Stored data

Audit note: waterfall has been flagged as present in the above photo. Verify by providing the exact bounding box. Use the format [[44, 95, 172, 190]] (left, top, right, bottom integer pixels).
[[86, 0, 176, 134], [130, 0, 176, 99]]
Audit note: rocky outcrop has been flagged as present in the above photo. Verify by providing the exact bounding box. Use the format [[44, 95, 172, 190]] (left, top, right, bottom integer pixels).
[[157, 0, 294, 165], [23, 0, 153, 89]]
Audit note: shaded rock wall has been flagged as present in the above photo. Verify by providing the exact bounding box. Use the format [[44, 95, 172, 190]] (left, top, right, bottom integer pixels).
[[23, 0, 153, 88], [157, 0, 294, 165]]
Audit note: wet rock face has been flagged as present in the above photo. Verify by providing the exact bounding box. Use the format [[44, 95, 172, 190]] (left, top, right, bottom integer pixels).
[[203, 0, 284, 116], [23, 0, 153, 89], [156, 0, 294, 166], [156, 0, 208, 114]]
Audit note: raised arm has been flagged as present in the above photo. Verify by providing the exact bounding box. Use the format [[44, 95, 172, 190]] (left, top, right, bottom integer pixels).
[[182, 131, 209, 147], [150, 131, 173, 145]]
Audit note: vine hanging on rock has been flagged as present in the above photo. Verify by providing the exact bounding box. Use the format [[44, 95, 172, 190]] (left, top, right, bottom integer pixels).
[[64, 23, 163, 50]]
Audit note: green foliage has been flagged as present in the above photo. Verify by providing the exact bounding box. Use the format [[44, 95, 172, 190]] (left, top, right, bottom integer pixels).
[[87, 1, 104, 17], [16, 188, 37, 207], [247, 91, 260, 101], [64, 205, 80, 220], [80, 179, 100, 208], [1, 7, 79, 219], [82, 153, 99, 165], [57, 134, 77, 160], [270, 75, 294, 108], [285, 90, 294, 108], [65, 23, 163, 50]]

> Exercise aim: Copy out every line of the data above word for word, keeping the original order and formatting.

> Response to the exercise:
Audit note: waterfall has been flagged as present in the above photo. Verify by providing the exact bounding box. Use the format [[44, 95, 172, 190]] (left, top, right, bottom integer pixels).
[[86, 0, 176, 134], [130, 0, 176, 99]]
Audit note: rocky outcrop has been flagged as present in the above photo. Verify by providing the exact bounding box. Use the format [[44, 95, 172, 190]] (left, top, right, bottom integer pixels).
[[157, 0, 294, 165], [23, 0, 153, 89]]
Audit note: shaded rock wall has been flagged as present in the above photo. Verify by providing the exact bounding box. Use the format [[44, 95, 172, 190]] (left, top, right, bottom integer pixels).
[[23, 0, 153, 88], [157, 0, 294, 165]]
Audit note: wet rock face has been flagged as present in the above photo. Verify by providing the exact bounding box. Use the format [[44, 95, 172, 190]] (left, top, right, bottom integer pixels).
[[203, 0, 284, 116], [23, 0, 153, 89], [156, 0, 294, 166], [156, 0, 208, 114]]
Audit note: raised arm has been flagged as present in the above photo. Verify by providing the exact bounding box. Use the format [[44, 95, 172, 190]] (left, top, right, bottom integer pixels).
[[182, 131, 209, 147], [150, 131, 173, 145]]
Audit note: vine hanging on rock has been flagged as present in the above photo. Verify by providing the exact bounding box. Use the format [[44, 95, 172, 190]] (left, top, right, bottom integer pixels).
[[64, 23, 163, 50]]
Audit note: green foliage has been flagged as present in the above photo. Verify by providing the exact bounding box. Use the format [[44, 95, 172, 190]] (left, top, right, bottom integer pixels).
[[87, 1, 104, 17], [16, 188, 37, 207], [247, 91, 260, 101], [64, 205, 80, 220], [80, 179, 100, 208], [1, 7, 79, 219], [82, 153, 99, 165], [57, 134, 77, 160], [270, 75, 294, 108], [285, 90, 294, 108], [65, 23, 163, 50]]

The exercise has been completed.